Apparently this film was in production back in February and is just getting noticed outside of the Christian nutcase fringe because it was shown at the Family Research Council’s Values Voters Summit last night. Seeing as a lot of news media actually give that convention of the religiously obsessed more attention that it probably deserves this was the first major exposure the film has had. Over at the official movie website we find the synopsis for the story:

Christmas has always been a exceptional time of love and tradition in the small town of Trapper Falls Alaska. Hometown of Mayor Dan Reed (Ted McGinley) looks forward to each year with enthusiasm to all the events, friends and family that fill this special season. Together with his brother Greg (Brad Stine) they dedicate time away from their adventure tour company to drape the town is [sic] Christmas cheer. When Dan’s old high school rival Mitch Bright (Daniel Baldwin) returns home after 20 years, Dan is immediately suspicious. Mitch is a highly successful big city lawyer who has never wanted anything to do with Trapper Falls or its people, so why now?

The rivalry re-ignites when Mitch takes offense to seeing the town’s flagrant violation of the constitution’s Establishment clause. Mitch wants the Nativity scene removed from the front of City hall and more importantly the word Christmas switched to Happy Holidays on all signs. Fifty years of tradition are now challenged not by an outsider but a former member of the community. As the conflict escalates it goes beyond one persons opinion but magnifies into an entire town problem when Mitch enters into the mayoral race to have Dan replaced.

In the heat of the legal battle and facing certain defeat, Dan’s wife Kristen (Nancy Stafford) and their daughter Makayla (Francesca Derosa) wanting to show the true meaning of Christmas are inspired to launch a “Christmas with a Capitol C” campaign as an effort to keep the town together. In doing so they discover the secret behind Mitch’s return but also reminds all of Trapper Falls that with the arrival of God’s Son, peace on earth and good will was to be given to all; even those whose heart seem closed to Him.

» Provided information:
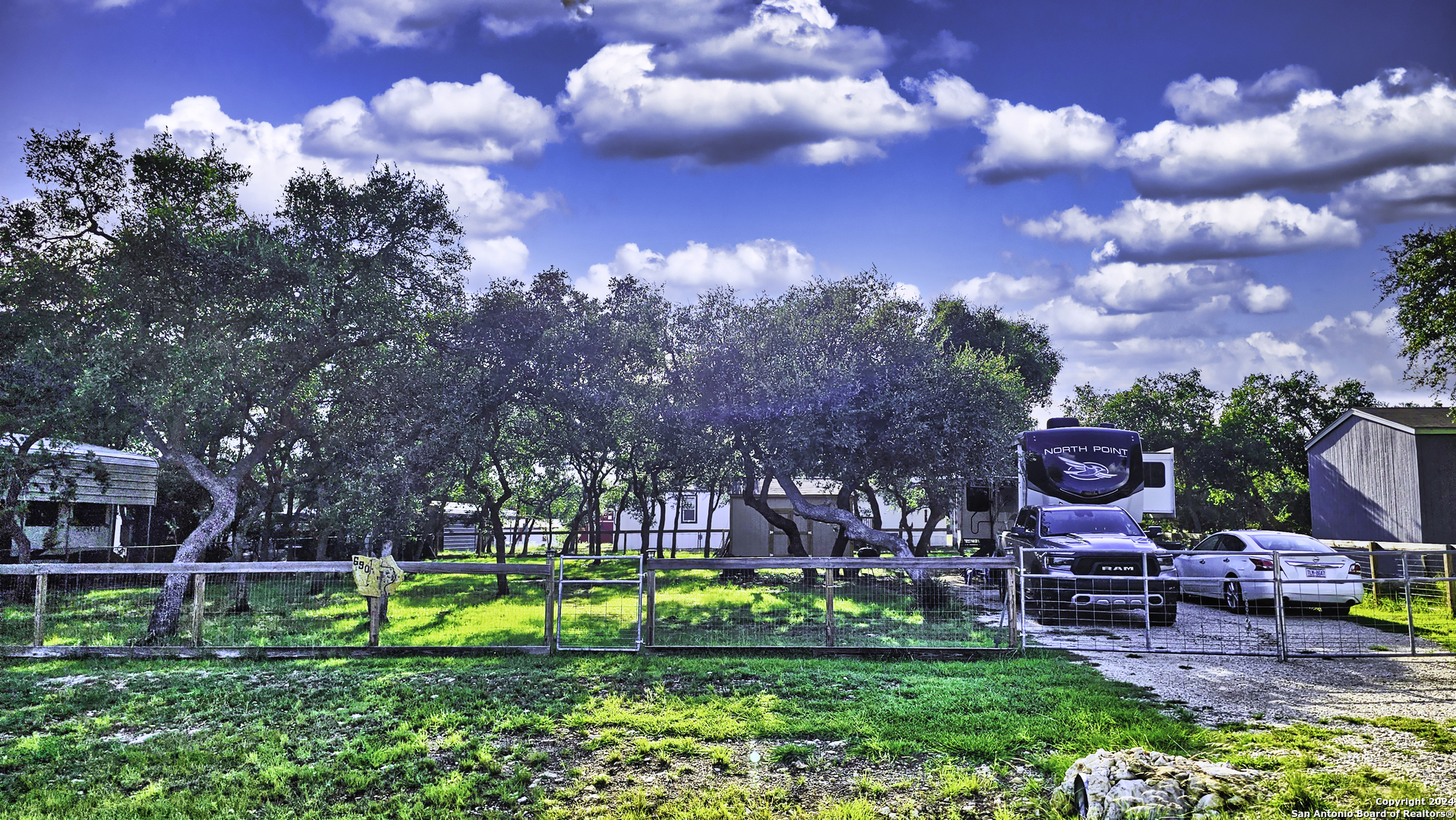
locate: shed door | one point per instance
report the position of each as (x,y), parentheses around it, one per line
(1158,482)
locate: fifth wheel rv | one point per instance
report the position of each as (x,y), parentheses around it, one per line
(1069,463)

» What is asked:
Answer from the passage about the Christmas film:
(a) At what event was the film shown last night?
(b) In which town and state is the story set?
(c) What campaign do Dan's wife and daughter launch?

» Full solution:
(a) The Family Research Council's Values Voters Summit
(b) Trapper Falls, Alaska
(c) A "Christmas with a Capitol C" campaign